Regulation gets a bad name in much of the world today. Business lobbies have successfully equated it in many people’s minds with just so much “red tape”. Government-imposed rules on how things are made, how services are delivered and what products have no place on the market at all are said to hamper business competitiveness. Precautionary measures aimed at safeguarding people’s health, or the health of fragile water bodies and ecosystems, are labelled unfair barriers to trade and investment — a claim made increasingly over the past quarter-century of corporate globalization.

At the same time, the need for stronger, and more precautionary, regulations has never been clearer. New science on the effect of chemicals on human and animal bodies strongly suggests we should be much more strictly controlling certain compounds in pesticides, cosmetics and other products — or taking those products off the market while we fully assess their risks. Our oceans are awash with plastic products nobody needs. And it’s now obvious that market-based carbon trading schemes cannot, on their own, lower greenhouse gas emissions enough for countries to meet their Paris Agreement targets. More forceful action will be needed on all these fronts — even if that action creates new trade barriers.

Since the 1995 founding of the World Trade Organization (WTO), environmental NGOs and public interest watchdogs have warned that overly restrictive language in the WTO agreements unfairly constrains the policy options available to governments for conserving animal and plant habitats, eliminating pollution, reducing greenhouse gas emissions and taking toxic chemicals out of our consumer products, among other public interest priorities. While some progress has been made to remedy this imbalance in newer free trade agreements — through the inclusion of environmental, labour and sustainable development chapters, for example — big business has lobbied successfully for other, less-discussed provisions and chapters that institutionalize an ideology of deregulation.

The problem:
Translate this sentence from the passage on regulation and trade into Spanish: "Our oceans are awash with plastic products nobody needs." The data after this point are separate material, unrelated to the passage on regulation and trade.

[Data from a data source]
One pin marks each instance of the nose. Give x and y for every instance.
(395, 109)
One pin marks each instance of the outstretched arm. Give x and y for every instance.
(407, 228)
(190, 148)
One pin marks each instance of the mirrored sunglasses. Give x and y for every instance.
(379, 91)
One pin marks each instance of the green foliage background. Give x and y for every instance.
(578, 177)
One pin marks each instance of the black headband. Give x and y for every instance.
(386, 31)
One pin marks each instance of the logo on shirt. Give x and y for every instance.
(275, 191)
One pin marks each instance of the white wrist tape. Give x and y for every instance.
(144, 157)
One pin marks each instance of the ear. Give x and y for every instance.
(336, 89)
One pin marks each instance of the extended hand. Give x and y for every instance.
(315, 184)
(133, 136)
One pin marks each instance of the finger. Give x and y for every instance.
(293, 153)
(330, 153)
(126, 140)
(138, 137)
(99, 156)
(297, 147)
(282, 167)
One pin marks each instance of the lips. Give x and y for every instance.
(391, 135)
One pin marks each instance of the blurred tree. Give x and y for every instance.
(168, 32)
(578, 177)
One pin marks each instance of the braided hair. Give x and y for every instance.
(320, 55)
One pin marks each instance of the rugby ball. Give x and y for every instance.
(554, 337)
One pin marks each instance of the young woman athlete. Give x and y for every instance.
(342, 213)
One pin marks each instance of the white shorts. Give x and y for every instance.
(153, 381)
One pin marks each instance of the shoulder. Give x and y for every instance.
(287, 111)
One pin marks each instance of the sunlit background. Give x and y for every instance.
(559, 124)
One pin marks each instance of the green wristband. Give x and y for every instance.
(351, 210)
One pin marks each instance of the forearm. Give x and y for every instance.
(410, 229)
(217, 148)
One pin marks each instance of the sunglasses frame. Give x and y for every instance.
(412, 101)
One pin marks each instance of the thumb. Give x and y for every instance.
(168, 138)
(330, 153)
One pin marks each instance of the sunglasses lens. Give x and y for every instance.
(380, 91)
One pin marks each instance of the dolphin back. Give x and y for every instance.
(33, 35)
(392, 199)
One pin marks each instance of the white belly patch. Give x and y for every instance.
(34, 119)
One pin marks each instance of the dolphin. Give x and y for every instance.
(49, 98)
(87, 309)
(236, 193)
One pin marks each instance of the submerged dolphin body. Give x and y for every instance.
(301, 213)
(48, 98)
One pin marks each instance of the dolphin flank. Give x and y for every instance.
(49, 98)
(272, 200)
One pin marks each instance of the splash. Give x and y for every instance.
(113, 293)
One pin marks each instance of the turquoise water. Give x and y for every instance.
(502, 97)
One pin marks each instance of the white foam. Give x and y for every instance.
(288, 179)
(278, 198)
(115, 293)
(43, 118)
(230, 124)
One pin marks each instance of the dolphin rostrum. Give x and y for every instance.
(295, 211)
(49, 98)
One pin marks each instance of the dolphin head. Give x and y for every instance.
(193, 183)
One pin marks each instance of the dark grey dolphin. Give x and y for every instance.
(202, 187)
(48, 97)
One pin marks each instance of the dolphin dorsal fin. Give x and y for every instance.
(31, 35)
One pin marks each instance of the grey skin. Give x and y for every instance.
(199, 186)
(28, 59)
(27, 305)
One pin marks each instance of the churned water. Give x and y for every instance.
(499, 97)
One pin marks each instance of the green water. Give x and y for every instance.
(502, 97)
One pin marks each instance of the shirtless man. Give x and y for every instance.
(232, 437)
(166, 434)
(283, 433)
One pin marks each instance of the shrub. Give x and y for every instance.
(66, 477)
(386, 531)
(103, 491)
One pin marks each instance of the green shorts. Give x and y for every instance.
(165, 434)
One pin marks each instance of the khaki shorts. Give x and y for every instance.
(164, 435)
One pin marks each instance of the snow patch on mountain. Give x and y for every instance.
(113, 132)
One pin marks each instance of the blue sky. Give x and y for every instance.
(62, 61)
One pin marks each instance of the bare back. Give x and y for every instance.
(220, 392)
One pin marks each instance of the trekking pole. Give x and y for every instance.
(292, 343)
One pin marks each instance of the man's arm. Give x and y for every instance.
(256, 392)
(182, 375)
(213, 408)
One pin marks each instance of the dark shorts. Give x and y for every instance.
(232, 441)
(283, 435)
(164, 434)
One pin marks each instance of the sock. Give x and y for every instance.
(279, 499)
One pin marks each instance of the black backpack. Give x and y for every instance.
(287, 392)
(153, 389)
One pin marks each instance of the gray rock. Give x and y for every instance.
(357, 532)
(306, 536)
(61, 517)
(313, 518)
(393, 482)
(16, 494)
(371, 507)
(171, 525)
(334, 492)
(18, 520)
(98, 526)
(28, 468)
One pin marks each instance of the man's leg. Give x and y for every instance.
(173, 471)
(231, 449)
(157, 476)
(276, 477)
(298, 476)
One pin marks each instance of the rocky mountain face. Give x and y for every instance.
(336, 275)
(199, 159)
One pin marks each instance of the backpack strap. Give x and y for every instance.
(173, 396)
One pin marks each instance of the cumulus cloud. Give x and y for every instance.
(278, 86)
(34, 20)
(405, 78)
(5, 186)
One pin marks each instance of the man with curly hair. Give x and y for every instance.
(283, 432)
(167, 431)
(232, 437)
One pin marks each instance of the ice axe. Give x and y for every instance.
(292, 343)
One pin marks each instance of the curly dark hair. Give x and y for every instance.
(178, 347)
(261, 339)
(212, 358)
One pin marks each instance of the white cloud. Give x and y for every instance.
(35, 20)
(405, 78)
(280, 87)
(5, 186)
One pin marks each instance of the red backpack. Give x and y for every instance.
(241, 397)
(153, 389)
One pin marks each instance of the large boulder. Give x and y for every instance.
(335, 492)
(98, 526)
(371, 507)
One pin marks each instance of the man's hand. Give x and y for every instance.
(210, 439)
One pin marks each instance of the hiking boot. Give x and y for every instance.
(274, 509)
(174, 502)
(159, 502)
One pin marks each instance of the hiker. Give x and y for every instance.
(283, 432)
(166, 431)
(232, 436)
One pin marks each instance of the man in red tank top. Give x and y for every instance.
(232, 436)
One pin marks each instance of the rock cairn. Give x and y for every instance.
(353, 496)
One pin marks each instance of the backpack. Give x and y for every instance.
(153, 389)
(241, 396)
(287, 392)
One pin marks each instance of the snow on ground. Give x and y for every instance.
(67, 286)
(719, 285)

Answer below:
Nuestros océanos están inundados de productos de plástico que nadie necesita.